**本文:**
▲1991年から2003年まで製造されたハッチバックモデル。現在では廃止されている、200シリーズよりも小さいラインナップで、小さいエンジンに元気なエンジン、プジョーらしい軽快な足回りを組み合わせた走りで高い人気を誇った。特に1.6Lエンジンを積んだS16や810㎏という軽量ボディで競技用として開発されたラリーなど、走りに振ったモデルは人気が高い。ここ数年で物件数が減った絶滅危惧種である ▲1991年から2003年まで製造されたハッチバックモデル。現在では廃止されている、200シリーズよりも小さいラインナップで、小さいエンジンに元気なエンジン、プジョーらしい軽快な足回りを組み合わせた走りで高い人気を誇った。特に1.6Lエンジンを積んだS16や810㎏という軽量ボディで競技用として開発されたラリーなど、走りに振ったモデルは人気が高い。ここ数年で物件数が減った絶滅危惧種である

気軽に乗れるけど実は奥深い車なんだよ

EDGE:さて今回はずっと狙っていた車が出てきたのでそれにしました。

松本:やりたい車種、結構あるからねぇ。

EDGE:そいつもお世話になっているコレツィオーネさんにあるプジョー 106です。

松本:それはいいね。106には様々なバリエーションがあって、個人的には5ドアが好きだけど、やっぱりホットハッチとしてマニア受けするのは106の1.3ラリー(*1)だろうね。

EDGE:もうほぼオリジナル状態の車は出てこないですよね、ラリーは。

松本:そうだね。この当時のプジョーはモータースポーツの意気込みが凄くってね。勢いがあったなぁ。ル・マンでも1-2-3位でフィニッシュしたりと活気があったね。当時1.6LのSXiというモデルにけっこう乗せてもらっていたんだけど、乗り心地も悪くないし首都高速では安定したコーナリングなんだ。

エンジンも扱いやすくてね。フランスのエントリーモデルでもこんなに大人でスポーティな味付けがあるんだと思ったよ。日本でもそれ以前からカルタスGT-iやシャレードGT-ti(*2)の本物志向のホットハッチがあったんだけど、やはり本場フランスのホットハッチはシートやサスペンション、エンジンに至るまで奥深い味付けなんだよ。

(位置特定の項目)

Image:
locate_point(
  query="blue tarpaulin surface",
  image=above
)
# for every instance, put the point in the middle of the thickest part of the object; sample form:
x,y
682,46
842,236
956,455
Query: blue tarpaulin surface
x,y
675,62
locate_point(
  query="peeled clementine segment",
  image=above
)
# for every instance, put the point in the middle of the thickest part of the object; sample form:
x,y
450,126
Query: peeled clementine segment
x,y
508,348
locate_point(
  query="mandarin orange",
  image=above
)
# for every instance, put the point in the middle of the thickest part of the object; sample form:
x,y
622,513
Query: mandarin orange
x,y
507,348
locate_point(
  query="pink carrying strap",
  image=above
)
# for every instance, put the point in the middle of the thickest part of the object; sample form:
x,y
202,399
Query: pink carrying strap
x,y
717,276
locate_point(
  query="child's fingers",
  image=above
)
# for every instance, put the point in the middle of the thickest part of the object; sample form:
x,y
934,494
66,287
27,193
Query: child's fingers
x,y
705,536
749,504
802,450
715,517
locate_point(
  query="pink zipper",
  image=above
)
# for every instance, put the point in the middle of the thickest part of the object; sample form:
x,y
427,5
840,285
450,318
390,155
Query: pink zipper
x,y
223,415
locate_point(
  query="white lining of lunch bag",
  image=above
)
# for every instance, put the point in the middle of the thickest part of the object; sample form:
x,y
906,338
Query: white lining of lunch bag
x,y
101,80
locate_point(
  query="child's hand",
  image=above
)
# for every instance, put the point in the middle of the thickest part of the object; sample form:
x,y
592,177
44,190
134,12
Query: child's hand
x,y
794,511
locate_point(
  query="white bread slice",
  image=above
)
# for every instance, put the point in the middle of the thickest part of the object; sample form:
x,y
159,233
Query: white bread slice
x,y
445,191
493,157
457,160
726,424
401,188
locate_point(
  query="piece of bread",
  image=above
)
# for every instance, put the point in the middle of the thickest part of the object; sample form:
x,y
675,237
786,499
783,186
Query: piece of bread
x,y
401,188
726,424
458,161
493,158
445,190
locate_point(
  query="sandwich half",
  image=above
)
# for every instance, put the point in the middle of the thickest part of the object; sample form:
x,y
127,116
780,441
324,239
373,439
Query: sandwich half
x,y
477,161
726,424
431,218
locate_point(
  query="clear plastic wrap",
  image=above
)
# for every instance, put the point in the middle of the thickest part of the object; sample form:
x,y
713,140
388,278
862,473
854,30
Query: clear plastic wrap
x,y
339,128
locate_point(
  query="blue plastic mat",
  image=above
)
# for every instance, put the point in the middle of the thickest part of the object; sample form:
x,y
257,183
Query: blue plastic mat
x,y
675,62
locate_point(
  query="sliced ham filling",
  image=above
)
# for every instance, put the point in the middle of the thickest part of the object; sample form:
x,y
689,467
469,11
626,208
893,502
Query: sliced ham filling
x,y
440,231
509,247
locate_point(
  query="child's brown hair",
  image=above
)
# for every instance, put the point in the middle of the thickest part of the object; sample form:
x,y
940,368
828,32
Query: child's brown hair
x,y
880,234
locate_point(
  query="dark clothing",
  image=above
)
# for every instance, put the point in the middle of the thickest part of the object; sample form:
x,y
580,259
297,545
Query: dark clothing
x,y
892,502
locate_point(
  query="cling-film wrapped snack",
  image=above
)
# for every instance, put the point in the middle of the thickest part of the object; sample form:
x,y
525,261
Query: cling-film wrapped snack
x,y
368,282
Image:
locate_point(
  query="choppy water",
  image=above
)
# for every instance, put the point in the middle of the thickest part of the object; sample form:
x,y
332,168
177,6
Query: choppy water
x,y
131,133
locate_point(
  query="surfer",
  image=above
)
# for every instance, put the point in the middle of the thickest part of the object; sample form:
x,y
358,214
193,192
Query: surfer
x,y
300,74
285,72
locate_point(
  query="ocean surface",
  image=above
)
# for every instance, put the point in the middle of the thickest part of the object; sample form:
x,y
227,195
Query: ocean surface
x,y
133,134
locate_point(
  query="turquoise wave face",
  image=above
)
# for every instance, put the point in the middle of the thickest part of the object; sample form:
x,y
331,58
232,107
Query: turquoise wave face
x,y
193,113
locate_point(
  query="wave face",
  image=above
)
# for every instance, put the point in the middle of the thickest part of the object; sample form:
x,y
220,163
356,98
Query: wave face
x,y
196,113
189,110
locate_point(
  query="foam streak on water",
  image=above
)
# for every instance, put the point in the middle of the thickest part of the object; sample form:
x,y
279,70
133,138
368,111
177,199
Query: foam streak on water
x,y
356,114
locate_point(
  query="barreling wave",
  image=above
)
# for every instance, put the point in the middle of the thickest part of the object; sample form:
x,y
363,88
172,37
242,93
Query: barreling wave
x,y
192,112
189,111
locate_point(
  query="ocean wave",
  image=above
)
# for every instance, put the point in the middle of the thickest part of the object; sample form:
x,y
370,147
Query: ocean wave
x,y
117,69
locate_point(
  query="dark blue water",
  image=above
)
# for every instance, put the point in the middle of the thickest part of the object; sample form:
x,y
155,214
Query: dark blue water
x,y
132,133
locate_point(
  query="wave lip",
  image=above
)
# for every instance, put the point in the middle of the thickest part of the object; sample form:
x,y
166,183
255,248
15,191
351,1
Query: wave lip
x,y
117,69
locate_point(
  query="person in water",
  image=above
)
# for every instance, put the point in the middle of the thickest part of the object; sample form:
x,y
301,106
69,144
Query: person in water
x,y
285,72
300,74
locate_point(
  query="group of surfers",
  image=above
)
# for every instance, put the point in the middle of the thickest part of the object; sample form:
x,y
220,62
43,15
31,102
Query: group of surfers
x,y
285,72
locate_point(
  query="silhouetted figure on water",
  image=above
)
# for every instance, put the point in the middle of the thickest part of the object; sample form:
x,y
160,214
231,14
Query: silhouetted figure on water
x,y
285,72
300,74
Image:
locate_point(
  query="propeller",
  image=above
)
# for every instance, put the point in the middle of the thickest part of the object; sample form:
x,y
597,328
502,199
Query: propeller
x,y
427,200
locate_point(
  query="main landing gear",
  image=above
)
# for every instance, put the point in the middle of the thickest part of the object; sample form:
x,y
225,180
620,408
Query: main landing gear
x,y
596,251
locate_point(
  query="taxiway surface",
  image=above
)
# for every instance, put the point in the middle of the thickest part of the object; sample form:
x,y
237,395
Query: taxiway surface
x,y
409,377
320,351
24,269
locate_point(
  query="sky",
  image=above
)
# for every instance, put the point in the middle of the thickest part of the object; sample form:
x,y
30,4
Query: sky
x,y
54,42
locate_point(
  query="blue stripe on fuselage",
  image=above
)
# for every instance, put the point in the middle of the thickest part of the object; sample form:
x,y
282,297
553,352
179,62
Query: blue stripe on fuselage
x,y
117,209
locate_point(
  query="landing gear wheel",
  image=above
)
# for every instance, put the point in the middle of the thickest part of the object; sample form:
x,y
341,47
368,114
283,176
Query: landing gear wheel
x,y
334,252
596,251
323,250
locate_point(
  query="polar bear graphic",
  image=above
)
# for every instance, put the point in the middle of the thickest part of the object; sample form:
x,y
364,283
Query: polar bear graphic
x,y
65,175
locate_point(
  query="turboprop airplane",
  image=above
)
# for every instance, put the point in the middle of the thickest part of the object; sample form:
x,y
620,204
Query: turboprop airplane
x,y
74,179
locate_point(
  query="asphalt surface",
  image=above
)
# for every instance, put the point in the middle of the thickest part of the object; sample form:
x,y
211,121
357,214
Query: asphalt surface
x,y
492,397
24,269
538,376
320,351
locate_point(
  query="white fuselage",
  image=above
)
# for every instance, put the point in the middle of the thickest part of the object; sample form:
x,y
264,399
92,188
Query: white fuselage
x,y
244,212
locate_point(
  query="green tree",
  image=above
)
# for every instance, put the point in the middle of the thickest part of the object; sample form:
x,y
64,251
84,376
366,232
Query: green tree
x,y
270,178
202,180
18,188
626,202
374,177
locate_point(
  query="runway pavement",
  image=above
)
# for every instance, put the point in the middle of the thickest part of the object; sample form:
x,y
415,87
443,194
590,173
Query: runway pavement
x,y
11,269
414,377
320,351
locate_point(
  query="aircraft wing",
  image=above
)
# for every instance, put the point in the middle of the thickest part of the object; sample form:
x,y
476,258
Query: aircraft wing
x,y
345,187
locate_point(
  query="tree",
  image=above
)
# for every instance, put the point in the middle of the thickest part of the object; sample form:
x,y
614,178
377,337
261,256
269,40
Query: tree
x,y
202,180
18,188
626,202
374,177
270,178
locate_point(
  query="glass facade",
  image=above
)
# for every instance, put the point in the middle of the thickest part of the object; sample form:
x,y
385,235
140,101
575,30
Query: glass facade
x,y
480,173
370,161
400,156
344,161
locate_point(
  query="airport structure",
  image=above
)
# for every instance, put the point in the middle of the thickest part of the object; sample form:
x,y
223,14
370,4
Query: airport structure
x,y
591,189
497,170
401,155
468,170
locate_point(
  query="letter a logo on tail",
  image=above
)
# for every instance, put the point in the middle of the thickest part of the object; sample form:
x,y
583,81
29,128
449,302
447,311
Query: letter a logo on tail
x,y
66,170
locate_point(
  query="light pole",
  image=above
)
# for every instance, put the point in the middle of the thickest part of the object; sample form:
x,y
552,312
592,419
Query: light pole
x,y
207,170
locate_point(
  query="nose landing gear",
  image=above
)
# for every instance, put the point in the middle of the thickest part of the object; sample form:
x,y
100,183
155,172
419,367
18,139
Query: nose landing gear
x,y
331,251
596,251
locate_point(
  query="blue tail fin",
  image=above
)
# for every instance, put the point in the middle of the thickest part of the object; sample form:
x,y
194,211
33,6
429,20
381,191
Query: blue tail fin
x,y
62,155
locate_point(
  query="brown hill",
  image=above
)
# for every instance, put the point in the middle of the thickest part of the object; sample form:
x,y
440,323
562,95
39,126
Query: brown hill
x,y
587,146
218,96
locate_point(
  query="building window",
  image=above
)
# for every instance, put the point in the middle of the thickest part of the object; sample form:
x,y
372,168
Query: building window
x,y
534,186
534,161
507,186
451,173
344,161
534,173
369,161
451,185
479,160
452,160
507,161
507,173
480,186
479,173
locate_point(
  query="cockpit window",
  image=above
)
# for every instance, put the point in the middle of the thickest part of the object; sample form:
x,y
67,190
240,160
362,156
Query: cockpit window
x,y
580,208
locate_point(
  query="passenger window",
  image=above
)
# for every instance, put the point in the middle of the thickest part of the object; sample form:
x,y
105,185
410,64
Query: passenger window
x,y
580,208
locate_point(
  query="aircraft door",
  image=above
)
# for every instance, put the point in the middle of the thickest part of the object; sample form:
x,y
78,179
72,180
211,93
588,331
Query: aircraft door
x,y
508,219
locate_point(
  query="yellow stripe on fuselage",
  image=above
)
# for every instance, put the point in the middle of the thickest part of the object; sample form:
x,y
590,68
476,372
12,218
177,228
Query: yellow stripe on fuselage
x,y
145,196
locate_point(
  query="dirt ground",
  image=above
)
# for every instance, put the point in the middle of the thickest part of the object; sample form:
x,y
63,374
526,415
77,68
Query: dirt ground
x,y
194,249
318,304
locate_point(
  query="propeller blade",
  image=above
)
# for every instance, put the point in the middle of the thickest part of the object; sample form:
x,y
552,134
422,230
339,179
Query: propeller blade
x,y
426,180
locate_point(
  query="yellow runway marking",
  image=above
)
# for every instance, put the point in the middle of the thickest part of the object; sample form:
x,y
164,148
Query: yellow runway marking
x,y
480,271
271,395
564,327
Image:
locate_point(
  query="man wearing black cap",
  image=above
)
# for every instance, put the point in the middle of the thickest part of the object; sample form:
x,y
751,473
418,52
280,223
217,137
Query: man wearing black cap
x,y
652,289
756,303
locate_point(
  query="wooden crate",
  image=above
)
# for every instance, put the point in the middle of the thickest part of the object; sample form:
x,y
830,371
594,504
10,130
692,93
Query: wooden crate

**以下の課題:**
**a.** 本文の「EDGE:さて今回はずっと狙っていた車が出てきたのでそれにしました。」から「は106の1.3ラリー(*1)だろうね。」までを、そのまま繰り返して書いてください。
**b.** 本文の次の一文を英語に訳してください。「フランスのエントリーモデルでもこんなに大人でスポーティな味付けがあるんだと思ったよ。」

**課題の解答:**
**a.**
EDGE:さて今回はずっと狙っていた車が出てきたのでそれにしました。

松本:やりたい車種、結構あるからねぇ。

EDGE:そいつもお世話になっているコレツィオーネさんにあるプジョー 106です。

松本:それはいいね。106には様々なバリエーションがあって、個人的には5ドアが好きだけど、やっぱりホットハッチとしてマニア受けするのは106の1.3ラリー(*1)だろうね。

**b.** I thought that even a French entry-level model could have such a mature, sporty character.